Pull out every line of the rows below that contains the string "ground", and copy each one in full.

— begin DATA ENTRIES —

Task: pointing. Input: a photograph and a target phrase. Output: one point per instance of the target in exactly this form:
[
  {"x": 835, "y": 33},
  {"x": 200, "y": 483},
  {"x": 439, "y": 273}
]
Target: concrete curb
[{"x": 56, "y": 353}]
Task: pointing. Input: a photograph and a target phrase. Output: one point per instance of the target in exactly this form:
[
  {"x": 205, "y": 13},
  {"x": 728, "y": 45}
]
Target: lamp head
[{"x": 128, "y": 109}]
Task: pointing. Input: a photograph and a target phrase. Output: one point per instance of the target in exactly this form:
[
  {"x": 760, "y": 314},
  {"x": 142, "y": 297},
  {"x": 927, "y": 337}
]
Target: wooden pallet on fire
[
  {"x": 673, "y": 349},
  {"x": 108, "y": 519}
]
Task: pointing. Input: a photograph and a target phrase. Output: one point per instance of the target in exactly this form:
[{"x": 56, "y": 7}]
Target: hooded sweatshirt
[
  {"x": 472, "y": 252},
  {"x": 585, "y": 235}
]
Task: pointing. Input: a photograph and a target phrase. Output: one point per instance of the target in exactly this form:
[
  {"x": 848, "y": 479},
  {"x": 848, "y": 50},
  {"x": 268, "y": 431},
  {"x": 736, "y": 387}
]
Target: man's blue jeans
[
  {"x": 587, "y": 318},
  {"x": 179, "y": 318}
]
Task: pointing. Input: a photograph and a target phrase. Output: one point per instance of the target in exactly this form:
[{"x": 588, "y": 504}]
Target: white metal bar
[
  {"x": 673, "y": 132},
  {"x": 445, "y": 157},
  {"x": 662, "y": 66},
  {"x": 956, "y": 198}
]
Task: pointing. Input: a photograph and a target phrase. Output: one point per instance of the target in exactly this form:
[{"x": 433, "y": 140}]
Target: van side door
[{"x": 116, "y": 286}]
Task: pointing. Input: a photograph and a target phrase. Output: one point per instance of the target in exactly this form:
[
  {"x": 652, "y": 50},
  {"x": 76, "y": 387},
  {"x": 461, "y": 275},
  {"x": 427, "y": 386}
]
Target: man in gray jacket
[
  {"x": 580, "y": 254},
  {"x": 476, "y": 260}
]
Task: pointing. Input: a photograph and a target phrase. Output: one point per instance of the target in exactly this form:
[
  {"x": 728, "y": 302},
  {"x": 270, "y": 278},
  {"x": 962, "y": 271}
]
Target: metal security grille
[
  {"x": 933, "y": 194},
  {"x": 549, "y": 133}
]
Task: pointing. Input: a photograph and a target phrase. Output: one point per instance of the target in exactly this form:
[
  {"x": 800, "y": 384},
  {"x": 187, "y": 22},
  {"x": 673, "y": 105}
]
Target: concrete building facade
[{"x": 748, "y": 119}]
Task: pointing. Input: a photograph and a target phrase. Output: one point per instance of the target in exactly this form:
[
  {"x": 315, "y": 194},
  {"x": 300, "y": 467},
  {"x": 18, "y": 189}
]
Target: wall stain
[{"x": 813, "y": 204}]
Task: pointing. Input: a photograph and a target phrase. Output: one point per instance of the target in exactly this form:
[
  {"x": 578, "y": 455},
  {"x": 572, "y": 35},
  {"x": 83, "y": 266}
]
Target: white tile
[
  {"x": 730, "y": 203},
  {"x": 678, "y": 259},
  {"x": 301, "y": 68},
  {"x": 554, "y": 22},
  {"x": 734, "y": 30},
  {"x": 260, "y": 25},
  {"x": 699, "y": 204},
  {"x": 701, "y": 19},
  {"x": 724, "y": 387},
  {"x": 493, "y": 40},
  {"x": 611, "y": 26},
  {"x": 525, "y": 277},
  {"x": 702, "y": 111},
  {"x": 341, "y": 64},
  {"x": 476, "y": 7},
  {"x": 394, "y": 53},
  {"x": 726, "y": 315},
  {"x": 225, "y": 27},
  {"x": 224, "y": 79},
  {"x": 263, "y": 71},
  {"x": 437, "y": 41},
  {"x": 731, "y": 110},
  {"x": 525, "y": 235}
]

— end DATA ENTRIES —
— begin DATA ENTRIES —

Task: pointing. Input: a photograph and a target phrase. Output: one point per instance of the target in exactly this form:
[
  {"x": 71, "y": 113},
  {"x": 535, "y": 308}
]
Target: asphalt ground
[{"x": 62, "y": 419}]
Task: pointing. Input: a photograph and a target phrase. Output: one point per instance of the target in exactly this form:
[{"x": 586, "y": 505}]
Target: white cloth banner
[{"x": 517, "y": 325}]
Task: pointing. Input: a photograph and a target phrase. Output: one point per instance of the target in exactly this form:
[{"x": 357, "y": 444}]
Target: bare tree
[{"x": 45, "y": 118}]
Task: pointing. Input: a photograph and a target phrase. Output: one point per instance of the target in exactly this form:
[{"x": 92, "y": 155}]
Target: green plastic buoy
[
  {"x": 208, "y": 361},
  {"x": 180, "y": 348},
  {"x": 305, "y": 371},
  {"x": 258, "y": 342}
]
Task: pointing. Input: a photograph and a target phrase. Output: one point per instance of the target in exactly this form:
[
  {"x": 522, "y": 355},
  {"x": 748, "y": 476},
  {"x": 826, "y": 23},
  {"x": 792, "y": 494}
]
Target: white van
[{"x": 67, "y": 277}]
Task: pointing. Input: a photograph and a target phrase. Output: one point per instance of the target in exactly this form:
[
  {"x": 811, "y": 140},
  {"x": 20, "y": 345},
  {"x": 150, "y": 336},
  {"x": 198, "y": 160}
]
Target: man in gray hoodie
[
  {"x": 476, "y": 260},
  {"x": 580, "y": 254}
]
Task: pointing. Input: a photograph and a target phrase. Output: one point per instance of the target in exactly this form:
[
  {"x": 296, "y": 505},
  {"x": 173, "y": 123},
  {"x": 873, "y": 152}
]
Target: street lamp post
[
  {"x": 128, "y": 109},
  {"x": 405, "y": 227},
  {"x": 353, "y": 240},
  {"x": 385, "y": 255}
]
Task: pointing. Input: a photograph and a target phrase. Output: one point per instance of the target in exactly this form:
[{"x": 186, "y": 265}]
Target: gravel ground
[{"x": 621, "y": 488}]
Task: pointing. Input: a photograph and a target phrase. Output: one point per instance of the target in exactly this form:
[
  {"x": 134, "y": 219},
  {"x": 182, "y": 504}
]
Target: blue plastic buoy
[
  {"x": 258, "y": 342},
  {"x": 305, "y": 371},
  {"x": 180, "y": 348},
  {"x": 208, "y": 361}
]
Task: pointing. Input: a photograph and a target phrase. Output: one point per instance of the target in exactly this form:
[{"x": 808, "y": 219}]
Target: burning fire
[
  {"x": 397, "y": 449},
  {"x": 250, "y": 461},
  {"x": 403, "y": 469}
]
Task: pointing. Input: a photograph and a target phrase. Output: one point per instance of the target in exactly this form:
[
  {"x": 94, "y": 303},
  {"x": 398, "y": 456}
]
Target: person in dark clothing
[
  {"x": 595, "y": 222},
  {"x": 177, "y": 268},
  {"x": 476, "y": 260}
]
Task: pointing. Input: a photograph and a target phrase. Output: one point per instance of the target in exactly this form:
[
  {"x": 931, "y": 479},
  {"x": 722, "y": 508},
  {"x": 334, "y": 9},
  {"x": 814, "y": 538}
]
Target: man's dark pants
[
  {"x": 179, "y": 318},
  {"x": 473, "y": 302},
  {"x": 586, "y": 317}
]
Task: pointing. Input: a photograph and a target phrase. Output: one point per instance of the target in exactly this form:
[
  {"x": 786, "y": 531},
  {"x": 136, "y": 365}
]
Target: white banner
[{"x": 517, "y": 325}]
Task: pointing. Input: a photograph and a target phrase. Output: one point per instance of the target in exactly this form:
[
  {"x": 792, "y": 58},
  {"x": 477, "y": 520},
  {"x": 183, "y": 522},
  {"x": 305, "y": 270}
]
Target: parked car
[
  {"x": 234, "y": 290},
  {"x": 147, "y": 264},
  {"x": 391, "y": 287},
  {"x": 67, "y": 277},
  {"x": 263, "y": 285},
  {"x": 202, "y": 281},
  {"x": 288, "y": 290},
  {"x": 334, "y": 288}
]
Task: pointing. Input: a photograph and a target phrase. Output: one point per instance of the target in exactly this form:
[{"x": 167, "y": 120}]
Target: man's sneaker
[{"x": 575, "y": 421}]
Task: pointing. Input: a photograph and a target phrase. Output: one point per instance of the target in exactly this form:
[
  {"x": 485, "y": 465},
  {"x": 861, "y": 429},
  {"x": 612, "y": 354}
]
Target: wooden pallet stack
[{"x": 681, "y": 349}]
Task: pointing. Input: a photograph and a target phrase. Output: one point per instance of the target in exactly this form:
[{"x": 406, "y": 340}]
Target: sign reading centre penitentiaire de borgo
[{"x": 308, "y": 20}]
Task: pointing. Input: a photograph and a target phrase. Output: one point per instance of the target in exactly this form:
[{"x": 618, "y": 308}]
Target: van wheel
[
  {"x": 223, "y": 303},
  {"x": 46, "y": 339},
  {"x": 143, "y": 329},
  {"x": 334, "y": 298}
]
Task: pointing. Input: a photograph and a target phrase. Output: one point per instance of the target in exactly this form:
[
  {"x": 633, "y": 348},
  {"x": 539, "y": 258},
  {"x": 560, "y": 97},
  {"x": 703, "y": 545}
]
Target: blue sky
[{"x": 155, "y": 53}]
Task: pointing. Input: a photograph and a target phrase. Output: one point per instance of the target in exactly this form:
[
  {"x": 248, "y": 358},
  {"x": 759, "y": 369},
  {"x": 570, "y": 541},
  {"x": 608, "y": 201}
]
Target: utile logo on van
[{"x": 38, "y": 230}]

— end DATA ENTRIES —

## RESPONSE BELOW
Target: asphalt ground
Target: gravel ground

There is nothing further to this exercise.